-- begin Records for processing --

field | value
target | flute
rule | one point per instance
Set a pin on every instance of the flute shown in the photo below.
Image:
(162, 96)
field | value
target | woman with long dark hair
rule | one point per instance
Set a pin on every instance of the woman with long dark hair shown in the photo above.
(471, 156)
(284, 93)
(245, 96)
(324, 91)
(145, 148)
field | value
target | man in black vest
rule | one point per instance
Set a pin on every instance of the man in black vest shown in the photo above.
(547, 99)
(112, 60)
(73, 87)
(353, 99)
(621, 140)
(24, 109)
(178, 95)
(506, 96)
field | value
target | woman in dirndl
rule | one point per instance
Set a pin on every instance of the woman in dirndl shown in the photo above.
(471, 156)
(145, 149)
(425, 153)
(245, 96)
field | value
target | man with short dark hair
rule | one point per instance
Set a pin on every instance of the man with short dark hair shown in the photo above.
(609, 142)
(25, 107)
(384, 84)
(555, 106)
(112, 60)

-- end Records for processing --
-- begin Records for processing --

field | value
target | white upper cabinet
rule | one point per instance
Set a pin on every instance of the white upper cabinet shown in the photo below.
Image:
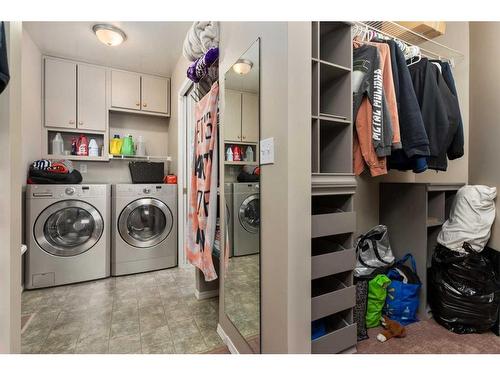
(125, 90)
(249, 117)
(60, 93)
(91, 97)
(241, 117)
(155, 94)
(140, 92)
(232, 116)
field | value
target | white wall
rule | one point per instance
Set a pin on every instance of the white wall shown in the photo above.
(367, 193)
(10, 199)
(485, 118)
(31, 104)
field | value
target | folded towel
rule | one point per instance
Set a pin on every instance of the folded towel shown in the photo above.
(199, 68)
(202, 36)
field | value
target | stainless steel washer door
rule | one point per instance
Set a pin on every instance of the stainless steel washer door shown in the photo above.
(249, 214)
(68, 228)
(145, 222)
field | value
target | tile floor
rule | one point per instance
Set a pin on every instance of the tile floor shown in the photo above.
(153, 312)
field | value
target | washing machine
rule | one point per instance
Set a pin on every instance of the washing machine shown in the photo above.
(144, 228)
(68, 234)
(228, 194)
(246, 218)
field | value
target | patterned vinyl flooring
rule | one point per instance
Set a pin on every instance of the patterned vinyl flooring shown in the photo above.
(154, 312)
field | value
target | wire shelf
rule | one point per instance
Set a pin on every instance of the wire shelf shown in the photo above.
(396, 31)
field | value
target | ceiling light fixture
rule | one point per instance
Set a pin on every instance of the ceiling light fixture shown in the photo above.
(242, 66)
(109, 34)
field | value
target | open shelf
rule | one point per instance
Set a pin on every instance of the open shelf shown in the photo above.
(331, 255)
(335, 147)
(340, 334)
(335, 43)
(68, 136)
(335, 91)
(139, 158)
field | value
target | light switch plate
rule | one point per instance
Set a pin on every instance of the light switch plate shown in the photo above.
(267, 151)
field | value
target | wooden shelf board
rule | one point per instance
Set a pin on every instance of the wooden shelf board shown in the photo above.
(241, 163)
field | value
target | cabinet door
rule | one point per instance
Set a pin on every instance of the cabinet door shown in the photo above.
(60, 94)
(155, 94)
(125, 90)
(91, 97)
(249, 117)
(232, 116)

-- end Records for processing --
-- begin Records for processing --

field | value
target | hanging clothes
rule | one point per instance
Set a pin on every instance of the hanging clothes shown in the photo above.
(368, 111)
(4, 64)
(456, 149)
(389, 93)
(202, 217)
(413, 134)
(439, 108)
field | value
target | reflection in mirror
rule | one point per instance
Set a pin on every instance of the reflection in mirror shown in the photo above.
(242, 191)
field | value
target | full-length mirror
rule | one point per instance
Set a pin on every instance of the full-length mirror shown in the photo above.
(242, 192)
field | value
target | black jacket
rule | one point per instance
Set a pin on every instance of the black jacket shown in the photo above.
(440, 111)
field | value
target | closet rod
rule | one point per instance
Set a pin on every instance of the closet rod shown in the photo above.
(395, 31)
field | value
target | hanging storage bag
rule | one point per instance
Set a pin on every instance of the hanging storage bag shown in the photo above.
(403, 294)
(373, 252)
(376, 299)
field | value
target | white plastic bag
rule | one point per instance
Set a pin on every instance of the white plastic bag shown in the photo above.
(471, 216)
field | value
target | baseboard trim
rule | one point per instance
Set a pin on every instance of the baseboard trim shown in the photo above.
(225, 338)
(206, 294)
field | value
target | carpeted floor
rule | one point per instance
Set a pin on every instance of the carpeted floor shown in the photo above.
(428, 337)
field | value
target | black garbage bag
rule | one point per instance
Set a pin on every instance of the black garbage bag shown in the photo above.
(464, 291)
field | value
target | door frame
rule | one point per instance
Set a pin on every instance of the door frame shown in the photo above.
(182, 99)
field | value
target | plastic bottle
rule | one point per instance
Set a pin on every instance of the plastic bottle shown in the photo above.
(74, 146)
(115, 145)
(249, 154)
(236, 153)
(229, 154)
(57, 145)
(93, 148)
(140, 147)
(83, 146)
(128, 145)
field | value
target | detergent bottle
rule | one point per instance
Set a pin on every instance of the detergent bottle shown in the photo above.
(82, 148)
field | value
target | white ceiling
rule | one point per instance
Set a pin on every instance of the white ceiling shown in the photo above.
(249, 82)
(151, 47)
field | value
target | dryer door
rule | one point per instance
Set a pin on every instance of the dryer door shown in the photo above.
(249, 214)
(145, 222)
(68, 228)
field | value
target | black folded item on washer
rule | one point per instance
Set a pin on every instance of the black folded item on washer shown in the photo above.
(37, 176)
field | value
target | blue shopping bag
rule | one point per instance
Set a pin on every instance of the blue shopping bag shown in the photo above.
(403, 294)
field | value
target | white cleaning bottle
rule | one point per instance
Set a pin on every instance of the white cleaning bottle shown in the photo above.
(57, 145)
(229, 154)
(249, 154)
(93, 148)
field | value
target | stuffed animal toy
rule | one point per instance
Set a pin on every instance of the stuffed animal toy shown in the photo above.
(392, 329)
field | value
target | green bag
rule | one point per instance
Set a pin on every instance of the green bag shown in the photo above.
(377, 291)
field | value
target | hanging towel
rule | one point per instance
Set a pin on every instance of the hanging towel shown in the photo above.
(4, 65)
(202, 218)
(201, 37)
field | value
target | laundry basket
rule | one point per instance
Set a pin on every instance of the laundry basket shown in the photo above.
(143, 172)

-- end Records for processing --

Filter the records above down to the lines that contain the string "jacket", and copy those lines. Match case exactly.

target | black jacket
Set a pin on every instance of the black jacket shown in the photo above.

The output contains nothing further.